▶ **Problem details**: Return the records exactly, keeping every line as it is.

────────────────────────────────────────

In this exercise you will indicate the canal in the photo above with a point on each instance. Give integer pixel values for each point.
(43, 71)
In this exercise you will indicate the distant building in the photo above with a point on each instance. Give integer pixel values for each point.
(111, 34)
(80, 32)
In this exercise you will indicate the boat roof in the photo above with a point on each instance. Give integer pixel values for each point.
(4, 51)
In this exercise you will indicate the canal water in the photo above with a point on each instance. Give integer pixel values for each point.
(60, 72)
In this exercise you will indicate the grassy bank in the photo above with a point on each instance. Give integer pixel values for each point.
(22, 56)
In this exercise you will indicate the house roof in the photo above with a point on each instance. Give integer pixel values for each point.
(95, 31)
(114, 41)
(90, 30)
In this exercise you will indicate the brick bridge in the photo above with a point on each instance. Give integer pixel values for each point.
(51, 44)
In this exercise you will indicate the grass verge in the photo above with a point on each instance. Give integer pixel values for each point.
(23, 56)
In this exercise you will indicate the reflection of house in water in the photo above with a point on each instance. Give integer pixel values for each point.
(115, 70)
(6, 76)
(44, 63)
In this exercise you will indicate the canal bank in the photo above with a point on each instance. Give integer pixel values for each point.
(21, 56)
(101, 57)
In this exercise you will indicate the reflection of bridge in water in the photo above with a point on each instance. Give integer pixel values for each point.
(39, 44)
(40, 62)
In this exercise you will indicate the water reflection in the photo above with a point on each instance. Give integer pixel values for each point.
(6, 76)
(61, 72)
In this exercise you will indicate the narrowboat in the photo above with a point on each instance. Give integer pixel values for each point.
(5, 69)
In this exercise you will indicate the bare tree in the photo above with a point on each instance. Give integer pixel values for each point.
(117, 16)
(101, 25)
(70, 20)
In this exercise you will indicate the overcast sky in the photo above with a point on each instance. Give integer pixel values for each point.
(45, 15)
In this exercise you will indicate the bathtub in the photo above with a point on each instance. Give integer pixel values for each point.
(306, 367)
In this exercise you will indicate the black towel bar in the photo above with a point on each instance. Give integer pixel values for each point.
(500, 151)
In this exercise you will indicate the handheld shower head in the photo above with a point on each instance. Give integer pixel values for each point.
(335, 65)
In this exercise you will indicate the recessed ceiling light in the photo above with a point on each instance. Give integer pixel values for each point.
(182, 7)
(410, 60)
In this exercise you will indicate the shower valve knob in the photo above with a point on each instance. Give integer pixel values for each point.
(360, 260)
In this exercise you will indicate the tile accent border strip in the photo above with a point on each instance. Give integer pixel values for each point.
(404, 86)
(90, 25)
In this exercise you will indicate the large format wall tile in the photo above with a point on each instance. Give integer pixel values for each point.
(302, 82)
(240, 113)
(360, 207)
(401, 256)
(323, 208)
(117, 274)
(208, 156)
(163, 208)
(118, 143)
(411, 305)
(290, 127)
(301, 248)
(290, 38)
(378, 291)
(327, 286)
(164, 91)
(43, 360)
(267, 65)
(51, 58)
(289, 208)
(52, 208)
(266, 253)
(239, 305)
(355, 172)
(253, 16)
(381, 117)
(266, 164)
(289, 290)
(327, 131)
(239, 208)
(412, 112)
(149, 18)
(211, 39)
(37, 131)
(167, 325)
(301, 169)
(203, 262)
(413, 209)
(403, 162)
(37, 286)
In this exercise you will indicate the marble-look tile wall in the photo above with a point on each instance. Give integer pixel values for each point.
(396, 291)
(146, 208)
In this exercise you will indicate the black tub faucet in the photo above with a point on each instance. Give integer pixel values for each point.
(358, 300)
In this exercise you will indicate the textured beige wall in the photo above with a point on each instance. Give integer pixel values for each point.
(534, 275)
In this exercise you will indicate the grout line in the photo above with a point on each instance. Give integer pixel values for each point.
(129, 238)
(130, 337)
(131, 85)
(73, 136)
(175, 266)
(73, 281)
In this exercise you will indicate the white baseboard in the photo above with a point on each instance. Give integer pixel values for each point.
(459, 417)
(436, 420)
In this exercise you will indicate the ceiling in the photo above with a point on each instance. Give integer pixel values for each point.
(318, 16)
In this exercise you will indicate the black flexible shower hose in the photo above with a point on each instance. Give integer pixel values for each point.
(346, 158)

────────────────────────────────────────

▶ **Exercise response**:
In this exercise you will indicate the canal in the photo above with a point on each instance. Give integer pixel values for each point.
(43, 71)
In this exercise you will indicate the distant building in the photo above with a point on each instance. Give integer pixel values for each point.
(111, 34)
(80, 32)
In this exercise you will indicate the boat roof in the photo above with a point on each instance. Give integer pixel values for each point.
(4, 51)
In this exercise you will indicate the canal water in the photo above with a point on each instance. Give integer pixel values for each point.
(60, 72)
In this exercise you will indicate the grassy bank in the photo above with a point on each instance. Give integer pixel values for each point.
(22, 56)
In this exercise you will indicate the house roof in the photo above with a point on each instance. Give integer pixel values for each point.
(95, 31)
(114, 41)
(90, 30)
In this exercise you will indicate the brick bridge in the photo above with a point on each instance. Give integer pixel values for each point.
(51, 44)
In this exercise you will indicate the grass verge in the photo above with a point on each instance. Give integer pixel values for each point.
(23, 56)
In this exercise you will indicate the reflection of house in water in the photo above with a point on each instance. Give integer pixel values for each point.
(115, 70)
(6, 76)
(44, 63)
In this exercise you will indicate the canal bank in the photo above with a point on each instance. Give integer pixel values for each point.
(21, 56)
(101, 57)
In this exercise you will indicate the reflection of bridge in water in the photo above with a point on each instance. Give integer pixel values for each point.
(39, 44)
(40, 62)
In this exercise you will indicate the water reflection in the photo above with a point on each instance. Give integer pixel values for each point.
(6, 76)
(61, 72)
In this exercise you will indicate the narrowboat in the photo above with a point on each instance. Give integer pixel values for each point.
(5, 69)
In this exercise you will indicate the bare tree in the photo above with a point on each instance. Give integer pixel values for each point.
(117, 16)
(101, 25)
(70, 20)
In this exercise you will indicate the overcast sky in the photo above with a point on each instance. Give integer pixel values for each point.
(45, 15)
In this exercise you will indicate the bathtub in the photo above with a point on each instance. Give integer pixel values for each point.
(306, 367)
In this exercise you will indicate the black towel bar in the photo above with a point on each instance. Give integer pixel values for each point.
(500, 151)
In this exercise you will indicate the handheld shower head in the photo above with a point on each instance. Give integer pixel values for each point.
(335, 65)
In this exercise you will indicate the recessed ceiling light in the photo above with a point on each instance. Give integer pixel values for each point.
(182, 7)
(410, 60)
In this exercise you will indicate the shower valve knob in the photo above with a point on each instance. Give integer pixel values for each point.
(360, 260)
In this exercise you will indicate the tile accent border strip in the photo above with a point on each instance. Give integer pixel values for each point.
(404, 86)
(90, 25)
In this exercise you will indicate the large format wall tile in the photo above with a point on each instance. Give integer pixel values for each point.
(302, 82)
(240, 113)
(360, 207)
(401, 256)
(323, 208)
(117, 274)
(208, 156)
(163, 208)
(118, 143)
(411, 305)
(290, 127)
(301, 248)
(290, 38)
(378, 291)
(327, 286)
(164, 91)
(43, 360)
(267, 65)
(51, 58)
(289, 208)
(52, 208)
(266, 253)
(239, 305)
(355, 172)
(253, 16)
(381, 117)
(266, 164)
(289, 290)
(327, 131)
(239, 208)
(412, 112)
(149, 18)
(211, 39)
(37, 131)
(167, 325)
(301, 169)
(203, 262)
(413, 209)
(403, 162)
(37, 286)
In this exercise you will indicate the marble-look tile wall in the photo above with a point on each instance. Give integer pixel values for each point.
(396, 291)
(146, 208)
In this exercise you will indicate the black tub faucet in the photo above with a point on each instance. Give integer pixel values for each point.
(358, 300)
In this exercise you will indicate the textured beige wall in the photo above with a point on each instance. Give integer pixel values for each point.
(534, 275)
In this exercise you will indicate the grout line in the photo above with a point on each instance. Give integer pixel values for each point.
(129, 238)
(130, 337)
(131, 85)
(73, 136)
(175, 266)
(73, 281)
In this exercise you will indicate the white baseboard in the photo above with a point on each instance. Give integer pixel values for each point.
(459, 417)
(436, 420)
In this exercise you will indicate the ceiling in the photo above with a point on each instance. Give integer pixel values for each point.
(318, 16)
In this exercise you will indicate the black flexible shower hose in the photo above with a point on each instance. Give integer pixel values for each point.
(346, 158)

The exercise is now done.